## BEGIN
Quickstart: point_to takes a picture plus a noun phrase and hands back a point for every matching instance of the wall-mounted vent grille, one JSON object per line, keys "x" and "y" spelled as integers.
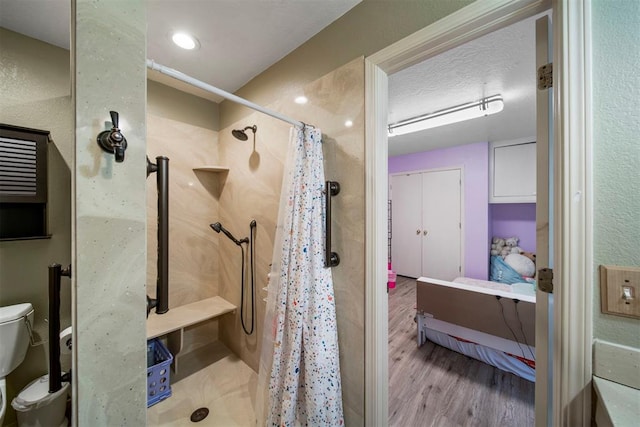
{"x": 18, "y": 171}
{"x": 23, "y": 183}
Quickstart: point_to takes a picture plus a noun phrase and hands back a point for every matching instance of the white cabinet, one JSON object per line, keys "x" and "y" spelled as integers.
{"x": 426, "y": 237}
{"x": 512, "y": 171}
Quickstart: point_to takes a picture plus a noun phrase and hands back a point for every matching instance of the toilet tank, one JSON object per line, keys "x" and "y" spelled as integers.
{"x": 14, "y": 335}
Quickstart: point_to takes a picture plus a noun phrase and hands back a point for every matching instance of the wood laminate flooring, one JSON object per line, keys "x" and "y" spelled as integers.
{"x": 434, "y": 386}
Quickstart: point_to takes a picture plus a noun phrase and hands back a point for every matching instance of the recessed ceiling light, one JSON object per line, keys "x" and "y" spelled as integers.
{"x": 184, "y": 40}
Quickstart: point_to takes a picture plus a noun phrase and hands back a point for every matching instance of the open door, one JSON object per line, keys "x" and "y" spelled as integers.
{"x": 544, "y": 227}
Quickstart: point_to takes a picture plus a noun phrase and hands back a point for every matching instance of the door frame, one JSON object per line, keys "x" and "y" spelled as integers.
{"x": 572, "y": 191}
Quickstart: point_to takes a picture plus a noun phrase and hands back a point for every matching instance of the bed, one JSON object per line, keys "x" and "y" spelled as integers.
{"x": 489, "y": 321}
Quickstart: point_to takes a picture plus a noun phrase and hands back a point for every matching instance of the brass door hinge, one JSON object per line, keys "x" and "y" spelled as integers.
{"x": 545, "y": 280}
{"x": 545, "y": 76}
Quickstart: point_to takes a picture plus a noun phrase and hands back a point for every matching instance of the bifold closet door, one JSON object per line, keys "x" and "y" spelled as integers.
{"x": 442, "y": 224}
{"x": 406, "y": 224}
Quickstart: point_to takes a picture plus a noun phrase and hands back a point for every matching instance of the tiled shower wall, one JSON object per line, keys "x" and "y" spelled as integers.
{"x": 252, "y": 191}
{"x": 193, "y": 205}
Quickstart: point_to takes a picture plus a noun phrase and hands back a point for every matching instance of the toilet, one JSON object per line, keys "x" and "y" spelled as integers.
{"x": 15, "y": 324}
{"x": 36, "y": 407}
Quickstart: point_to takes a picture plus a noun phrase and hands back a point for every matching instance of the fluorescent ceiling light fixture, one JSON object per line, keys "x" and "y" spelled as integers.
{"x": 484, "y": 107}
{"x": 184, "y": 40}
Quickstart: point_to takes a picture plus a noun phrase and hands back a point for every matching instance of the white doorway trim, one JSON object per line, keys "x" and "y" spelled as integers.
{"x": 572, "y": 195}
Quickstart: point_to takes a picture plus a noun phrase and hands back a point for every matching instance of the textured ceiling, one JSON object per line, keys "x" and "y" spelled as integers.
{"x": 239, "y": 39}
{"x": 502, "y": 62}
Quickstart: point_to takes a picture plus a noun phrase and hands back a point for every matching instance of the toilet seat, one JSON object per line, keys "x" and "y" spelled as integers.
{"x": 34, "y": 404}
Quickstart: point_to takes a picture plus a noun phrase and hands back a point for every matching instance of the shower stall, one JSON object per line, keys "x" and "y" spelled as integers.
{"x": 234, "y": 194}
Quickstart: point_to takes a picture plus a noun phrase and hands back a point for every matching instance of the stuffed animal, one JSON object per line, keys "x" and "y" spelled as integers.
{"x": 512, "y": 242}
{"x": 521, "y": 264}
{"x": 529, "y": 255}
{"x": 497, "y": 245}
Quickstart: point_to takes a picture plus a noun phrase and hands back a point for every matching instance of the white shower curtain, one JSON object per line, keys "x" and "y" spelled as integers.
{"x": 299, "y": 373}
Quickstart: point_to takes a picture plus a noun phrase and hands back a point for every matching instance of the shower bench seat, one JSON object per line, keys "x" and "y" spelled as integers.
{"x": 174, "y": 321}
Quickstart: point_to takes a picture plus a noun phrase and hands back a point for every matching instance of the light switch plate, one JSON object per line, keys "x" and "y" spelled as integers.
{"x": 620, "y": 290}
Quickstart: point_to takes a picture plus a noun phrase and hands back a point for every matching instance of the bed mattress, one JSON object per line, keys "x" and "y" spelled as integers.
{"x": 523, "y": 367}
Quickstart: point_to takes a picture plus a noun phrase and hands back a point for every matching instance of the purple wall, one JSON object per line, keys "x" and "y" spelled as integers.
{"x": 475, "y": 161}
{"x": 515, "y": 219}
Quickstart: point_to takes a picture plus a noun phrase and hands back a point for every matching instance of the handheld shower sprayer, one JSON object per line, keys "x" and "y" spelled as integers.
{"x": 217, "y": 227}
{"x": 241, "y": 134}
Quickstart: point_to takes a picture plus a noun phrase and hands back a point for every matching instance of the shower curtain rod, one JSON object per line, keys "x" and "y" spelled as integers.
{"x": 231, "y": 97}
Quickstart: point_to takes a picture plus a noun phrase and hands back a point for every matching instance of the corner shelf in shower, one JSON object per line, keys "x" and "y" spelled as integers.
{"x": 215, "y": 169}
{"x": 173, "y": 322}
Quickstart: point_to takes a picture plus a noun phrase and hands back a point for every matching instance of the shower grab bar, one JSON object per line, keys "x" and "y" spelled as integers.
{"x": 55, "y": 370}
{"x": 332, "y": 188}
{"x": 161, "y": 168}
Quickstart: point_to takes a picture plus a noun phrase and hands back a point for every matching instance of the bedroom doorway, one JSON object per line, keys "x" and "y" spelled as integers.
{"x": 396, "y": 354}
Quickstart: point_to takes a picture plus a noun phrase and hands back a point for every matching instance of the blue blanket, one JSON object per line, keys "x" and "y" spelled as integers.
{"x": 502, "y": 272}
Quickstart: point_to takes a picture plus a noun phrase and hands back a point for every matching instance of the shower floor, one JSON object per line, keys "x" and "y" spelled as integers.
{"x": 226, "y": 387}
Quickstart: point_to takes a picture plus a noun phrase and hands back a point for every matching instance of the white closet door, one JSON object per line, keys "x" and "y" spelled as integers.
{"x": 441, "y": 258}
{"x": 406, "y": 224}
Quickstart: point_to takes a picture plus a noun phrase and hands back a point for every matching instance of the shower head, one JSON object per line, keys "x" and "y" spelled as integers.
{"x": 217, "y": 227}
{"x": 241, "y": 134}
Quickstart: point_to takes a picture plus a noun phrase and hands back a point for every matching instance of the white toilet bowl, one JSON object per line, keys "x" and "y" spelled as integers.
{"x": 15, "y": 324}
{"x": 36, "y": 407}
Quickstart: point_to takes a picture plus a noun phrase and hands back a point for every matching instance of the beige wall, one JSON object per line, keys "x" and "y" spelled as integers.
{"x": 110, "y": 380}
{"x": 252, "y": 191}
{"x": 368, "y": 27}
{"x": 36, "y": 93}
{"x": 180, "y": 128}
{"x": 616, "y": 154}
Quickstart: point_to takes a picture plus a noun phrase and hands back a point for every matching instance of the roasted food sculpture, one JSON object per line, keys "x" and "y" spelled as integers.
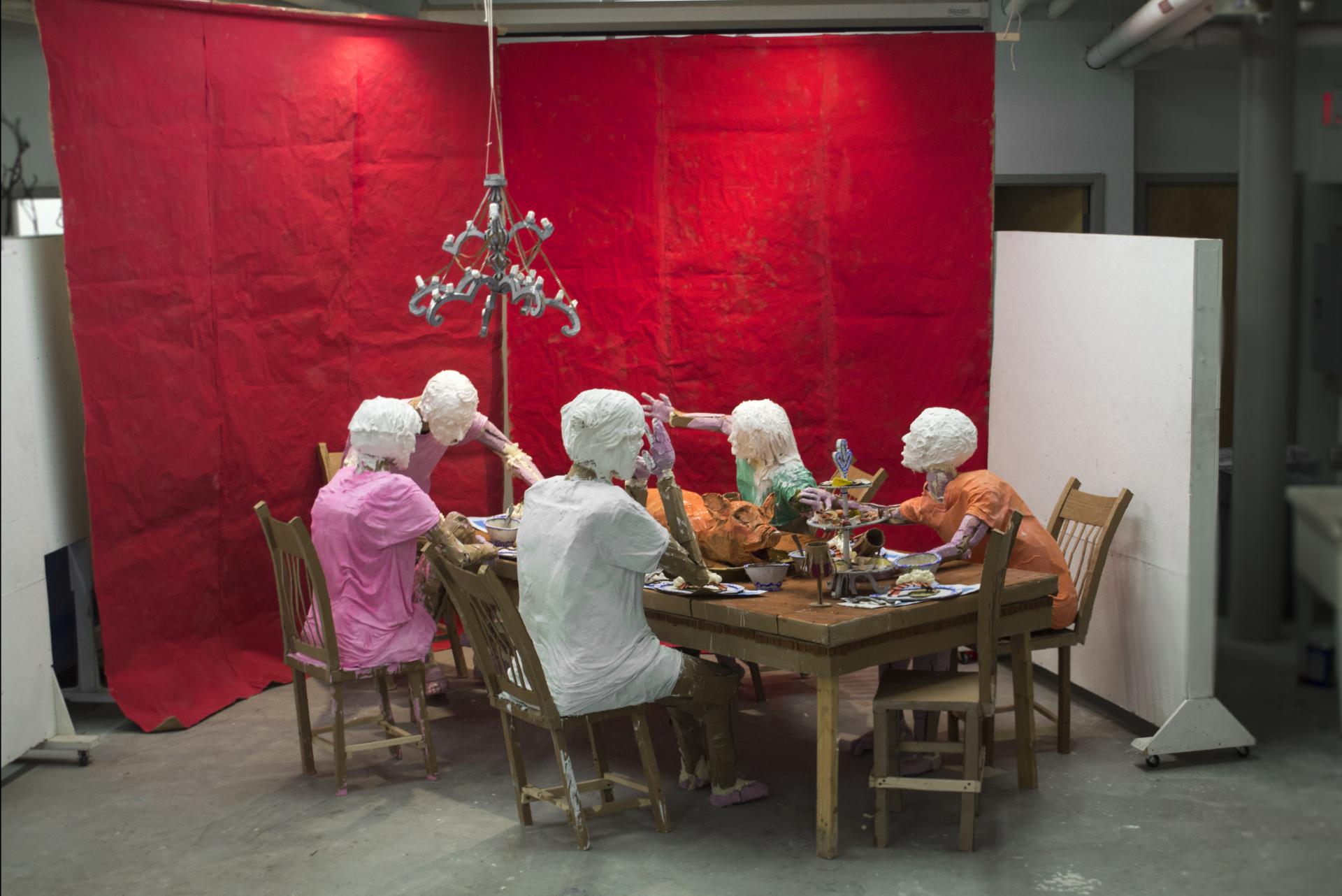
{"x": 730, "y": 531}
## END
Problem | Write out every record above exactly as it stands, but leave out the pictures.

Exercise answer |
Quickstart: point_to takes a picture plus a noun phrase and hands back a point for every matching instance of the wall-mounted vent grille, one JSON object per line, keys "x" and "y" spelled as integers.
{"x": 18, "y": 171}
{"x": 23, "y": 183}
Quickstart: point_to takes a picture plus a noun phrase and hands back a point for every matching instance of the white cabinet, one JSON object per line, keys "x" and "y" spelled as integers.
{"x": 426, "y": 237}
{"x": 512, "y": 171}
Quickstart: point_to takes a picture plus a noun phrase and hands back a point for every matching instance of the toilet tank, one JSON object per line, keys "x" and "y" spelled as integers.
{"x": 14, "y": 335}
Quickstart: point_to takes a picture plus a noun phrase and hands back a point for every matching instance of the wood laminate flooring, one JSON object per line, keys "x" and "y" spelled as integers.
{"x": 434, "y": 386}
Quickstart: point_to takes a picture plus a noun phrase and hands back a point for every matching instance of the recessed ceiling light, one JSON object per line, keys "x" and "y" spelled as integers.
{"x": 184, "y": 40}
Quickstart: point_to takes a picture plus a noun phrase and hands back a point for every matching instance of the open door, one JSON object per line, keys "x" and "y" spelled as integers.
{"x": 544, "y": 227}
Quickstart: point_to takes a picture plus a noun phrase and hands back a point for every matching instance of the door frame, one JSON object per line, keys "x" and "y" spelled as integers.
{"x": 572, "y": 191}
Quickstart: point_to takes a picture plus a noun phrase and hands back a point for every matching instance of the bed, one JSON object per line, keys "x" and "y" spelled as integers.
{"x": 489, "y": 321}
Quickstart: point_to takes a picture plus a noun phrase and hands back a point for every matching instance of the brass door hinge, one JSON object per line, keys "x" and "y" spelled as integers.
{"x": 545, "y": 280}
{"x": 545, "y": 76}
Quickstart: point_to takes a picture plus a noun phrase and hands back a point for every matching instance of the bifold closet door, one JSON object per line, keys "x" and "y" spelled as integers.
{"x": 442, "y": 224}
{"x": 406, "y": 224}
Quickstart: point_to takes a picture plus a noun phrase and hands back a point for every matching instance of the tiled shower wall, one JSON object per line, keys "x" and "y" spelled as integers.
{"x": 252, "y": 191}
{"x": 193, "y": 205}
Quickstart: point_to takes a picture plus a noun phrase and hands back a point for every matching instance of the toilet, one JSON object per line, keys "x" and "y" spelled as integers.
{"x": 15, "y": 324}
{"x": 36, "y": 407}
Quickstart: point_to takes a picture plus a noun phrase and hands back a point for every matching instance of the fluorescent ceiling light fixture, one JSON object per line, keys "x" and "y" spelled as integers.
{"x": 484, "y": 107}
{"x": 184, "y": 40}
Quickstart: point_to takes a picture plus a noun phrase and hands back a point for every matching instance of the white doorway trim, one JSON object per line, keys "x" and "y" spelled as integers.
{"x": 572, "y": 195}
Quickstart: point_to takes a picture plus a noun phrase and hands back a point for every matching instance of the textured ceiling, one JSON object per line, keys "x" and "y" spelled as integers.
{"x": 239, "y": 39}
{"x": 502, "y": 62}
Quickstart: point_to takes a picture plus a noun phrase and hands back a point for every matching instance of the toilet seat, one JSON object per line, keys "x" and "y" spelled as integers.
{"x": 34, "y": 404}
Quickstart: point_to takes a picture plus a noun phrase and hands back a point for every matching instance of the shower stall, one JSON object per line, keys "x" and "y" spelled as integers.
{"x": 234, "y": 194}
Quickstart: point_to takes a picture plus a noun phrase and hands back a point for every matching instance of the stuffed animal, one JSON object per line, keys "x" and "y" spelled as integers.
{"x": 512, "y": 242}
{"x": 521, "y": 264}
{"x": 529, "y": 255}
{"x": 497, "y": 245}
Quickstart: point_to takes a picture plus a noun phrase and hands back a point for every matching instance of the white shower curtain, one JSON object per line, keys "x" and "y" spelled as integers.
{"x": 299, "y": 373}
Quickstart: point_to takes a picture plus a noun phrase and hands back a point for every matching instance of the shower bench seat, one JSON object per line, keys "x" and "y" spelled as integers.
{"x": 174, "y": 321}
Quickstart: point_to takes a picture plus a noun phrase and hands back a point for every matching instance of the light switch plate, one JSON object per line, keys "x" and "y" spelled as integers.
{"x": 620, "y": 290}
Quickstart: point_to takes a picture plus a noun phrase and hands back a point for every matching instance of the bed mattress, one JSON object per line, keys "x" and "y" spelled as integers.
{"x": 523, "y": 367}
Quickstart: point_to takes a picture plus a noun phrase and hands back a point for every matching instance of the purple wall, one JSON object per line, keys "x" and "y" spelled as integers.
{"x": 475, "y": 161}
{"x": 515, "y": 219}
Quickstart: point_to takes a picture plus a noun phrase and hands back a point for every matching instance of the handheld shower sprayer, one JSON object per line, keys "x" and "y" spelled as integers.
{"x": 217, "y": 227}
{"x": 241, "y": 134}
Quickstart: point_to takes a picture plus a noun phrase and hands back a point for every matching instance of the shower curtain rod, one JSON object per line, keys "x" and "y" spelled as integers.
{"x": 231, "y": 97}
Quickstart: point_to takes a picture plus a noun phrase and hands back a point for every matching instance of the corner shelf in shower, one JSON object per line, keys "x" and "y" spelled as integers.
{"x": 215, "y": 169}
{"x": 173, "y": 322}
Quickstart: point_to takes a picture plus a noun phrase and hands back a point for every matching instance of the shower grab bar, one JSON object per line, keys "x" and "y" spelled as integers.
{"x": 55, "y": 370}
{"x": 332, "y": 188}
{"x": 161, "y": 168}
Quickstart: point_to takes a picture plus a noun phrase and hands back a point for every matching instance of the bedroom doorway, one JSON object per line, keys "x" and "y" spelled as integers.
{"x": 396, "y": 354}
Quickstart: point_to takes a picture plus a noun phrase and hands back a point for every matching instance of the blue blanket, one JSON object per line, keys "x" and "y" spelled as integers.
{"x": 502, "y": 272}
Quickstart: point_to takes a picture plus a noun phrase and hands back a point for every matching instance of the shower floor, one JSON object per line, keys "x" and "y" spelled as integers.
{"x": 226, "y": 387}
Quickstart: point_to takes a picture plus a noun phrase and hands back a point for every matching instance of the white closet door, one JSON object per line, keys "x" and "y" spelled as integers.
{"x": 441, "y": 258}
{"x": 406, "y": 224}
Quickstart: point_to takes a picture plus a noun phrase and hands back a point for every matching instance of the shower head, one JSON object per line, keys "x" and "y" spelled as integers.
{"x": 217, "y": 227}
{"x": 241, "y": 134}
Quickstart: point_to takes a picture plus a noun phrase and hands back a point for every matching instance of the white toilet bowl, one JSON object per line, keys "x" and "y" spelled as integers.
{"x": 15, "y": 324}
{"x": 36, "y": 407}
Quickstart: point_to takes a picture plus a noun phrase and hands back a point for every matching instance of the beige wall, one JSON object per line, keys "x" and "y" spelled as integers.
{"x": 110, "y": 380}
{"x": 252, "y": 191}
{"x": 368, "y": 27}
{"x": 36, "y": 93}
{"x": 180, "y": 128}
{"x": 616, "y": 154}
Quickstart: point_to takes a picture plus a noun phrase and hands back a point for every matching instance of the roasted food sculpture, one JSON object per line, keys "x" and "y" spelled as integers.
{"x": 730, "y": 531}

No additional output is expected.